[Source records]
•••
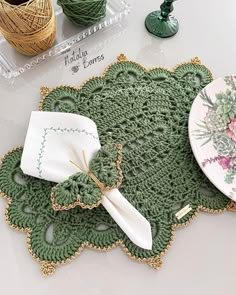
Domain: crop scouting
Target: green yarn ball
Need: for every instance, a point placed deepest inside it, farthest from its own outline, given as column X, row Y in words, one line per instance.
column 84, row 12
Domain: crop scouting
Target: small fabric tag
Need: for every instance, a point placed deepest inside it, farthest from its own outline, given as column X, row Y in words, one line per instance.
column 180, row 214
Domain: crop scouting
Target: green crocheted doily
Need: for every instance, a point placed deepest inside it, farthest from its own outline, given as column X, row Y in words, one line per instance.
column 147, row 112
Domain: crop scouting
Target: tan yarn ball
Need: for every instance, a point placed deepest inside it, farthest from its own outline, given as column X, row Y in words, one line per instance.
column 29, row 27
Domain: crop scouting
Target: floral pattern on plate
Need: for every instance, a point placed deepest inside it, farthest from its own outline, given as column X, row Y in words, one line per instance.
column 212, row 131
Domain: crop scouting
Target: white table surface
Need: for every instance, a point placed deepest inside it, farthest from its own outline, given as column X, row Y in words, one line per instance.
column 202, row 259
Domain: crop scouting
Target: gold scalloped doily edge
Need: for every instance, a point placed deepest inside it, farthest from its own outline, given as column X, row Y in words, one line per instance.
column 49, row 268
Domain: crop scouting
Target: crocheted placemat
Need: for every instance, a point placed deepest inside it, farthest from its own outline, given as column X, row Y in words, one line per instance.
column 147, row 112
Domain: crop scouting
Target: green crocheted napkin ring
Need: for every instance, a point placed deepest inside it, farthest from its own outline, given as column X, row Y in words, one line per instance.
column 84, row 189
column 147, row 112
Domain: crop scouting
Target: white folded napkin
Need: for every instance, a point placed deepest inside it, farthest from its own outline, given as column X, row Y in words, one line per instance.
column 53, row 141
•••
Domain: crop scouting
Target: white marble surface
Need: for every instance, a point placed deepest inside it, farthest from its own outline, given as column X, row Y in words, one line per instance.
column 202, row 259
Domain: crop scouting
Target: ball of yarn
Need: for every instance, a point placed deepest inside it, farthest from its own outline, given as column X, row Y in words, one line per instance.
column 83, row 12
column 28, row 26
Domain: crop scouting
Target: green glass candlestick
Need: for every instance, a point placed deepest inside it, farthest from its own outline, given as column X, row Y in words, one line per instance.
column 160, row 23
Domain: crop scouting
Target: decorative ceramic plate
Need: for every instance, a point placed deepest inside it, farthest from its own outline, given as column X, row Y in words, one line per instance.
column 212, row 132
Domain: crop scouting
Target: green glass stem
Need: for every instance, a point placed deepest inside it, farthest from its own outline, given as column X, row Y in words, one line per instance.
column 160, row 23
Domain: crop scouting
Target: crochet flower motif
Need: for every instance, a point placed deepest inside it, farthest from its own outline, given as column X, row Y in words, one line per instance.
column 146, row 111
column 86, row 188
•••
- **What is asked**:
Select every line of the records that contains the word "glass", and copy each of those lines.

- **Result for this task**:
Target: green glass candlestick
Target: green glass stem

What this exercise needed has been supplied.